What is being asked: Retype the entries below, starting at the line that contains "Find the gravel" and continuing through the last line of the entries. Copy each line exactly.
■ ■ ■ ■ ■
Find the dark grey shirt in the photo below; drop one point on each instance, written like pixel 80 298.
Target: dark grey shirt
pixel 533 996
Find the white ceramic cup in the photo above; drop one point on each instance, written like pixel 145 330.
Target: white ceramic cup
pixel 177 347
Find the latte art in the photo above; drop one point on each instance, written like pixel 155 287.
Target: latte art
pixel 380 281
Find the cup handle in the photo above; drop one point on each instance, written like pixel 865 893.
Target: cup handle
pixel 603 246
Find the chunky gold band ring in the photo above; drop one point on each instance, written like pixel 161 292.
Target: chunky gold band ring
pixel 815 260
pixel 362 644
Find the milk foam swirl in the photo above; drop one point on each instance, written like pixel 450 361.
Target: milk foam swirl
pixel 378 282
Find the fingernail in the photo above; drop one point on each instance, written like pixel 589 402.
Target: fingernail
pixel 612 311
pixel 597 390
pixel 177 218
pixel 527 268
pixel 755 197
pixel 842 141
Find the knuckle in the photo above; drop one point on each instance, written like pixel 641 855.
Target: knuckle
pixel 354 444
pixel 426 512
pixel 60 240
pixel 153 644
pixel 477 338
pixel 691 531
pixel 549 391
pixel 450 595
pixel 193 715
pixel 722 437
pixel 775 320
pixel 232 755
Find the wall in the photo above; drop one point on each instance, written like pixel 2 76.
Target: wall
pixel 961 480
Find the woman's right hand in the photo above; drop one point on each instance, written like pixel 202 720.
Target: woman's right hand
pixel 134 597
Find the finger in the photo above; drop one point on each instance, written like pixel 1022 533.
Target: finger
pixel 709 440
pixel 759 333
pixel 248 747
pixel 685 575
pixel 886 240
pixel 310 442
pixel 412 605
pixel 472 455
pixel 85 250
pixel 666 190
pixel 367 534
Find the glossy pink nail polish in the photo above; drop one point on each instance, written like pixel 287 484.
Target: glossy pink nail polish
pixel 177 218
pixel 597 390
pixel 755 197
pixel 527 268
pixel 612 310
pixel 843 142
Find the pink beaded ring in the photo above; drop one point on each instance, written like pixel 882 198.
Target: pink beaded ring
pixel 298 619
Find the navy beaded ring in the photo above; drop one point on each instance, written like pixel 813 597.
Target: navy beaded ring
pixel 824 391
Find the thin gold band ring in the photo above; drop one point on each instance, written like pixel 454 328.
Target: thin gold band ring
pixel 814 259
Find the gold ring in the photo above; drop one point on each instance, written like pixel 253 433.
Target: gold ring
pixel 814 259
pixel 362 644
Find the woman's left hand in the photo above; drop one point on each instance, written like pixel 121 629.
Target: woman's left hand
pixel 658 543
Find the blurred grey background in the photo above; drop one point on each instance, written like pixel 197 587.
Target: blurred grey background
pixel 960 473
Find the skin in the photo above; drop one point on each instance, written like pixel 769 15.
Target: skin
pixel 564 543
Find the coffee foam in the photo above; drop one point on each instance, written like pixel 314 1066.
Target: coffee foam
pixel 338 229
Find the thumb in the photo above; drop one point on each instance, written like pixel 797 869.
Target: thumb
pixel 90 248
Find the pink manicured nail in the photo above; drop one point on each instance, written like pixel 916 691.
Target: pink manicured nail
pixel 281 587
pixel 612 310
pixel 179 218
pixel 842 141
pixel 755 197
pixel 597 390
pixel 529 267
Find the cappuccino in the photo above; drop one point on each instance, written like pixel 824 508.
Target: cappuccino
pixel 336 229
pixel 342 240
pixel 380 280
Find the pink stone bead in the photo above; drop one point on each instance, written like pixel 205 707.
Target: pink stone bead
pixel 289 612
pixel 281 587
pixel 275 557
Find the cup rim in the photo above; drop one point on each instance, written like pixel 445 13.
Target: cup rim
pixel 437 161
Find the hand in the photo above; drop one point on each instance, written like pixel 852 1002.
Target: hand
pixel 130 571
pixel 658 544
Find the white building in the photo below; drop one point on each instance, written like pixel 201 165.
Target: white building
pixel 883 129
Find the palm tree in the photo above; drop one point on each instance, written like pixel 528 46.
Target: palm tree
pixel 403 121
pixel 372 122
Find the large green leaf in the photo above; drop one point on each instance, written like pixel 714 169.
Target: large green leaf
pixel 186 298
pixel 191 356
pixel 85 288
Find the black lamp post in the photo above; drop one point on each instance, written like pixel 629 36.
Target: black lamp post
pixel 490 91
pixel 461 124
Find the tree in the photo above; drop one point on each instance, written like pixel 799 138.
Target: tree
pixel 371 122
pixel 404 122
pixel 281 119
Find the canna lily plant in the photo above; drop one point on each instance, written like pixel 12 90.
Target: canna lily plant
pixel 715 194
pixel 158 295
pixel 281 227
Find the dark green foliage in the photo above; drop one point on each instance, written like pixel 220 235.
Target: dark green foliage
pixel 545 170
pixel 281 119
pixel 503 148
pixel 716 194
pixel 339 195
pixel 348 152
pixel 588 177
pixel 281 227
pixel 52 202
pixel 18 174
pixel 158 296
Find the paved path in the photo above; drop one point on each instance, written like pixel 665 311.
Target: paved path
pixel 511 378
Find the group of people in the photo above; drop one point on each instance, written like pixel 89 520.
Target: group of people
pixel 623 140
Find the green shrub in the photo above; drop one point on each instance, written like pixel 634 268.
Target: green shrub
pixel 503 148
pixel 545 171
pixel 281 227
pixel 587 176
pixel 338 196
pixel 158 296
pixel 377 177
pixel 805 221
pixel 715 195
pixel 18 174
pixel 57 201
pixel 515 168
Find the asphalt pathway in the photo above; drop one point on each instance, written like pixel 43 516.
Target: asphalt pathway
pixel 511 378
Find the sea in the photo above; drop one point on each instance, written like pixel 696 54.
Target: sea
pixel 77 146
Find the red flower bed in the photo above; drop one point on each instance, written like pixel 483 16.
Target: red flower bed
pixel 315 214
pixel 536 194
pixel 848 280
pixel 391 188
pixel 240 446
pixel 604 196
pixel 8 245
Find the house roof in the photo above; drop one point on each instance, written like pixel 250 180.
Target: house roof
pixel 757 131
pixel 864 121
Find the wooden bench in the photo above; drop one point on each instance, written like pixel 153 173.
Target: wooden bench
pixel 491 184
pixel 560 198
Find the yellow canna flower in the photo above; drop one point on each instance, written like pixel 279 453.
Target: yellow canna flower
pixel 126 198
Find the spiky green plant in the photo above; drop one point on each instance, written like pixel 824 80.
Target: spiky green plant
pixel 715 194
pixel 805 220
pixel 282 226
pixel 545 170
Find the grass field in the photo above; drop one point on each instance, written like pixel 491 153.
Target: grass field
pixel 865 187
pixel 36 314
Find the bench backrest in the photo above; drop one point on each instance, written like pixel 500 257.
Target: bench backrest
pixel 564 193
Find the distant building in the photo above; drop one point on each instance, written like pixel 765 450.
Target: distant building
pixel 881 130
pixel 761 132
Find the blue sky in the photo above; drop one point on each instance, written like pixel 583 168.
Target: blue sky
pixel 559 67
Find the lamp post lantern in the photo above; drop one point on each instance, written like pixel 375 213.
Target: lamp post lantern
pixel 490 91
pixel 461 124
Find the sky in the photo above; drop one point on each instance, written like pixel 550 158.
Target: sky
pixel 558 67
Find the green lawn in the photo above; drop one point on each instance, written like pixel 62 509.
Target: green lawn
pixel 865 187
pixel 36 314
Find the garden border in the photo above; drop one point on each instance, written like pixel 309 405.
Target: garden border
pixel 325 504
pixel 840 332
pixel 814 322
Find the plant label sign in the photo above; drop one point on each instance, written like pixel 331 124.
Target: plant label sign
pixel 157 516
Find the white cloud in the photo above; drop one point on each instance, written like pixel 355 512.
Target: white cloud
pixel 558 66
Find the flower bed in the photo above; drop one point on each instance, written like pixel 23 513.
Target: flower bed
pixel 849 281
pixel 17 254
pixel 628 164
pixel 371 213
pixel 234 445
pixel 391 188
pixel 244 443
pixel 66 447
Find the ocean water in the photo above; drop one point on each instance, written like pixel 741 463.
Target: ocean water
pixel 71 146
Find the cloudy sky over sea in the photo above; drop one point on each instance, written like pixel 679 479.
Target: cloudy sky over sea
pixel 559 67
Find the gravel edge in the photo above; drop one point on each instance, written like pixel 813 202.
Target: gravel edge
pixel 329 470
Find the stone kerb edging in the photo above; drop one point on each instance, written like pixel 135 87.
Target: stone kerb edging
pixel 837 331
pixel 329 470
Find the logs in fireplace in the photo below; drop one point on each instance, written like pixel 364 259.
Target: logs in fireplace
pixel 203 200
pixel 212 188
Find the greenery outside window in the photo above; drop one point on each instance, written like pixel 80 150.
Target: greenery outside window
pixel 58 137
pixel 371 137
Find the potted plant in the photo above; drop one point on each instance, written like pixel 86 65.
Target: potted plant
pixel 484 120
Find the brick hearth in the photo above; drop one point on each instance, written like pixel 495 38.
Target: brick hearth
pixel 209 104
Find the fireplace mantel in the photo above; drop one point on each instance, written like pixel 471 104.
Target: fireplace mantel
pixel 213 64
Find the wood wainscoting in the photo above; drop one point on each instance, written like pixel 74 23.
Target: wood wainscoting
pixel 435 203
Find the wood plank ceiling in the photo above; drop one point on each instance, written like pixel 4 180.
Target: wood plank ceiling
■ ■ ■ ■ ■
Result:
Find the gravel edge in the photo above; drop one point on each instance, written like pixel 813 202.
Target: gravel edge
pixel 329 470
Find the stone kerb edging in the photo above; drop one point on each instance, written like pixel 135 87.
Target: stone kerb edging
pixel 837 331
pixel 329 470
Find the logs in fireplace in the photo below; drop one point on each instance, written like pixel 364 259.
Target: logs in fireplace
pixel 203 200
pixel 212 188
Find the greenery outside window in the photo above; drop one point on each instance, written like pixel 80 150.
Target: greenery outside window
pixel 58 137
pixel 371 137
Find the potted plant in the photo above; drop one point on each instance, written like pixel 86 65.
Target: potted plant
pixel 484 120
Find the brick hearth in the photo above; drop one point on each instance, written like pixel 495 38.
Target: brick hearth
pixel 209 104
Find the fireplace mantel in the photo above; drop one point on each instance, written like pixel 471 104.
Target: fireplace mantel
pixel 213 64
Find the wood wainscoting in the photo above; drop one point on each instance, written like pixel 74 23.
Target: wood wainscoting
pixel 435 203
Find the wood plank ceiling in the photo above; drop one point on each instance, written like pixel 4 180.
Target: wood plank ceiling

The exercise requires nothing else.